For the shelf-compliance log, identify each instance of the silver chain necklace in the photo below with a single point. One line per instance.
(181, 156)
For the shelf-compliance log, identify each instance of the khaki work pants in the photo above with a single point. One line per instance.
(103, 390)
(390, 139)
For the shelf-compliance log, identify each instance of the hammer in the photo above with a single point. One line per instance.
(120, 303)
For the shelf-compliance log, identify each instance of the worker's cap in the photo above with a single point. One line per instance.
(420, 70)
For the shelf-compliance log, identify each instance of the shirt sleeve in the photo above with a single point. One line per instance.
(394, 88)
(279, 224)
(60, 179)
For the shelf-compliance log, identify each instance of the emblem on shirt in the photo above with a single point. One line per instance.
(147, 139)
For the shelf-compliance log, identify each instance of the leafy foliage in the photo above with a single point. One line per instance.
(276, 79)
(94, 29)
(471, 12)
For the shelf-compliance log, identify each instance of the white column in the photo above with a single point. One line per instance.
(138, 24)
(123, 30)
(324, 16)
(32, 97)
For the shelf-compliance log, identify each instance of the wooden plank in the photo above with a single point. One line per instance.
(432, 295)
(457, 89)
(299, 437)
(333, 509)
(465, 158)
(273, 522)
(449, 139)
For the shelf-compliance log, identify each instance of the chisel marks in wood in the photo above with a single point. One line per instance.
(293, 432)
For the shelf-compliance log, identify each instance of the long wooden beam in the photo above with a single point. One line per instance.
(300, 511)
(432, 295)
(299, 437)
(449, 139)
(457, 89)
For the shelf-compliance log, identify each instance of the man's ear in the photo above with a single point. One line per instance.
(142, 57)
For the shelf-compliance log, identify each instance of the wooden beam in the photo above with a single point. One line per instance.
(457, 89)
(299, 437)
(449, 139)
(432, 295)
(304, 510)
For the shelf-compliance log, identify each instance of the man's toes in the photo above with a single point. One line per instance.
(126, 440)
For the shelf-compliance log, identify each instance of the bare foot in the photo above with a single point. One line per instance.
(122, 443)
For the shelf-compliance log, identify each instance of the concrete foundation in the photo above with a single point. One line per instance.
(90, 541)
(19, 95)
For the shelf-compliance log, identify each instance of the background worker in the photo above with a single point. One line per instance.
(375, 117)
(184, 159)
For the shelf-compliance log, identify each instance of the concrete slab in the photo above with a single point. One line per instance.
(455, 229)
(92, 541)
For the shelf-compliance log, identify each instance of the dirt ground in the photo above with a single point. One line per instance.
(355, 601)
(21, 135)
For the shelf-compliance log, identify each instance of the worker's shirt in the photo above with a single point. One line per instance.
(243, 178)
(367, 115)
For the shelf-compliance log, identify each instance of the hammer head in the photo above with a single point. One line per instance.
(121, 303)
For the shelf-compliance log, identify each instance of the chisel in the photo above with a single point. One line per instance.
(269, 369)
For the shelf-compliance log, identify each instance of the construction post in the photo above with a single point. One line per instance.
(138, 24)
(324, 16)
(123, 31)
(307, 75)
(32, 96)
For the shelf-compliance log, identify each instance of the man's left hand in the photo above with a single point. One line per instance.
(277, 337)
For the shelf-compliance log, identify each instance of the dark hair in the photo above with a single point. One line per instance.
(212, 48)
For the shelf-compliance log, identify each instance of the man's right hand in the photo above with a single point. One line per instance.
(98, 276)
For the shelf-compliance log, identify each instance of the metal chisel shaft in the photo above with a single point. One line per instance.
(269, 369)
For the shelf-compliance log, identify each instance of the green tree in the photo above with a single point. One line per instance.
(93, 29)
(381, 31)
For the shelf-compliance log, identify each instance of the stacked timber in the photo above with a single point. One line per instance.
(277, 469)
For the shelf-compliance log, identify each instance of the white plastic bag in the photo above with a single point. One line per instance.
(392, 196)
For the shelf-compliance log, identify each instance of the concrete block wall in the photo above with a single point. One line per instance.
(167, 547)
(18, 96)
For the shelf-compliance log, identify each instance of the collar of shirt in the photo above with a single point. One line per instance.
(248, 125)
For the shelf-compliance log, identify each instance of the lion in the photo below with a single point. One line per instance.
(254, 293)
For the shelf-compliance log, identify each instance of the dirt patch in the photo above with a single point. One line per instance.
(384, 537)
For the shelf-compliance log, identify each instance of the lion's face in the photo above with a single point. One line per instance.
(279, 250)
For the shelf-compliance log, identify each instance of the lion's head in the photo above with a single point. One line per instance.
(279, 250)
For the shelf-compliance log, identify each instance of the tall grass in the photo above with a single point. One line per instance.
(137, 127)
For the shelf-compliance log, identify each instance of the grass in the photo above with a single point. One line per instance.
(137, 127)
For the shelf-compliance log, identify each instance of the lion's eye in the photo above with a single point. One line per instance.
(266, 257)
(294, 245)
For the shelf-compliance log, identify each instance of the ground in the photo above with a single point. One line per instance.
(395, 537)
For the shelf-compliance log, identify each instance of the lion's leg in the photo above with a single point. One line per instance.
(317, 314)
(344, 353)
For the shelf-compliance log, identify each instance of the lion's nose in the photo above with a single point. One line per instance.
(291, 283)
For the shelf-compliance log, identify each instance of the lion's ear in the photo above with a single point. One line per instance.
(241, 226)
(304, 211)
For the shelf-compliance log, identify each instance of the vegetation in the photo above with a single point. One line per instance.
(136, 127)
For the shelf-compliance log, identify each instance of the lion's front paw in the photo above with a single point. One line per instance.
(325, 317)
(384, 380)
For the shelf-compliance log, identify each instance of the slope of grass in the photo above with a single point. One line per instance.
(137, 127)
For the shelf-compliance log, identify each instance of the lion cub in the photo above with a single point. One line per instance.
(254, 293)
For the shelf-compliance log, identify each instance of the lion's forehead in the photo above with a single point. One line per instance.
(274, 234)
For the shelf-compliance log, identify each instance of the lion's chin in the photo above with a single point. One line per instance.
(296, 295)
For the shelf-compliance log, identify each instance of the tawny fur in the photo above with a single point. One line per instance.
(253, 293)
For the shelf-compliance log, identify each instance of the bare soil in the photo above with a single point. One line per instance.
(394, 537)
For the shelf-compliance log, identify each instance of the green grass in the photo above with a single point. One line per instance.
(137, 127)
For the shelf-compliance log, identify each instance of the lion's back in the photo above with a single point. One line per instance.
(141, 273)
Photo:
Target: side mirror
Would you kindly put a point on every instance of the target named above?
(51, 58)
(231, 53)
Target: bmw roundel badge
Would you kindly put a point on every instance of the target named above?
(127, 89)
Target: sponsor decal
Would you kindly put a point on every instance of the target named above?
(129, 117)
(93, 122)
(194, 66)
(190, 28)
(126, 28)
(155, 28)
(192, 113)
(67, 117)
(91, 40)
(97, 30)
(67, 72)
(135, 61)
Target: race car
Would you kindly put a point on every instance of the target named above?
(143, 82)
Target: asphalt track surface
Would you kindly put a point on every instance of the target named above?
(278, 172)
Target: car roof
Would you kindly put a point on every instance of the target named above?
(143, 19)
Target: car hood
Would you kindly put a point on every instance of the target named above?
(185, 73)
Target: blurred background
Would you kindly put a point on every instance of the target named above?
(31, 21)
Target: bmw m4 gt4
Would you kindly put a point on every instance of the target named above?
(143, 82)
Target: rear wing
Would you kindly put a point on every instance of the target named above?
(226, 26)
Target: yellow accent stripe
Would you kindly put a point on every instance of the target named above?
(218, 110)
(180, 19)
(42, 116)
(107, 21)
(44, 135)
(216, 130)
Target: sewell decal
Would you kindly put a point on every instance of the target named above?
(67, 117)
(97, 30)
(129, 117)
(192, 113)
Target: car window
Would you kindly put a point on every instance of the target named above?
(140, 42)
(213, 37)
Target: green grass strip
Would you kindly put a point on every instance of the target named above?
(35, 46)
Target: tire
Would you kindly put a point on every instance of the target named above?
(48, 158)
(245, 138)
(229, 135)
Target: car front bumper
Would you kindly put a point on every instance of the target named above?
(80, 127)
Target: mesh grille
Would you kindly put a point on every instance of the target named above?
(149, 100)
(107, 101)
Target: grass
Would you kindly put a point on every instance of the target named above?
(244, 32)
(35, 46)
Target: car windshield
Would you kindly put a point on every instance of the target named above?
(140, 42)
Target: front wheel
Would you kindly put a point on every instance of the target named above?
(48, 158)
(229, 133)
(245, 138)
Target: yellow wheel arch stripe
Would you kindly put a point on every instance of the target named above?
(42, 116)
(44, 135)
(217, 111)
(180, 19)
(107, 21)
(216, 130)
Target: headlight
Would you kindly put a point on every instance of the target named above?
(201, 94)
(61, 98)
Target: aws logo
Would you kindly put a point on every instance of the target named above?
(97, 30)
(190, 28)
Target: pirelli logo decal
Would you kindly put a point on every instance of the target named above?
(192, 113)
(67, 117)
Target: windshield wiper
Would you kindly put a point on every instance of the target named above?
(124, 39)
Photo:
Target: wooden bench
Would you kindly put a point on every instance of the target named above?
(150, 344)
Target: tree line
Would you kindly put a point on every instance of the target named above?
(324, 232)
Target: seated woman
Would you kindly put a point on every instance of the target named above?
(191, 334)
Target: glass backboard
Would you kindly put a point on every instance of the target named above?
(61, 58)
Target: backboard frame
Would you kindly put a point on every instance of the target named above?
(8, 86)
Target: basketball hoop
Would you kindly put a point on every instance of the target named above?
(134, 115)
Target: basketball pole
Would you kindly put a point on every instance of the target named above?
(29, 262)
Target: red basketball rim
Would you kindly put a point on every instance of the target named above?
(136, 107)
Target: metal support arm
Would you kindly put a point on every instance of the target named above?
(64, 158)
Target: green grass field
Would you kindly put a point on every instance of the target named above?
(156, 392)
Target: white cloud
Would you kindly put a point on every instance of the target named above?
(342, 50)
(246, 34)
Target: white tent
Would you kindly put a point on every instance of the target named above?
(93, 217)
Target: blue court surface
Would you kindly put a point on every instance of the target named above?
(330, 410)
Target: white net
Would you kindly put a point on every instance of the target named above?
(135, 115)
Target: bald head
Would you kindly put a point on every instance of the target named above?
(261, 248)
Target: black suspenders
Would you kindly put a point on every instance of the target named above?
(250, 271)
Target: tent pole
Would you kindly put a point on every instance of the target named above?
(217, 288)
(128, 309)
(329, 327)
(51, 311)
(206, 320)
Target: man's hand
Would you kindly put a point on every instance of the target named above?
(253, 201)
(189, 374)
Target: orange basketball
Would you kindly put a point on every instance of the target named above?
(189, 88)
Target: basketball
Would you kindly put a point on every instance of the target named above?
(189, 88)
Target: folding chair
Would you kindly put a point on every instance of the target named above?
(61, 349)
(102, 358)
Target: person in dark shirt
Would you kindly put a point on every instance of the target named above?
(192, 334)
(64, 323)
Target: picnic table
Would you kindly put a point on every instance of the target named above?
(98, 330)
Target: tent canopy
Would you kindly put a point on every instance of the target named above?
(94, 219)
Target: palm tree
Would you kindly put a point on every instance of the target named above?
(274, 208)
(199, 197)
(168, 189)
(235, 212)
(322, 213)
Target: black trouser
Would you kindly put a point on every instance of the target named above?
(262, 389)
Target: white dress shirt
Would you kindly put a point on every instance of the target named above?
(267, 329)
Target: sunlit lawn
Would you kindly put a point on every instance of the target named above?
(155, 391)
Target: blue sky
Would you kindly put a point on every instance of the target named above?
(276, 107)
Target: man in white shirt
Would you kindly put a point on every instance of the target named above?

• **Task requirements**: Could you return exactly the lines above from the line with "the lion's back" to the line with "Target: car hood", both included, and nothing else?

• **The answer**:
For the shelf-compliance log, identify each instance of the lion's back in the photo above with a single point. One line per instance.
(141, 273)
Photo:
Target: side mirror
Would you kindly put a point on every instance of the target named above?
(51, 58)
(231, 53)
Target: bmw roundel badge
Would you kindly put a point on every instance of the target named above?
(127, 89)
Target: sponsor decal
Would you kindly put a point on every instance of the target named above?
(129, 117)
(93, 122)
(194, 66)
(190, 28)
(126, 28)
(155, 28)
(192, 113)
(67, 117)
(91, 40)
(97, 30)
(67, 72)
(135, 61)
Target: race car
Would you kindly put a point on every instance of the target named above?
(143, 82)
Target: asphalt track surface
Would you kindly put a point on every instance of the target named above?
(278, 172)
Target: car roof
Would you kindly put a point on every instance of the target named above?
(143, 19)
Target: car hood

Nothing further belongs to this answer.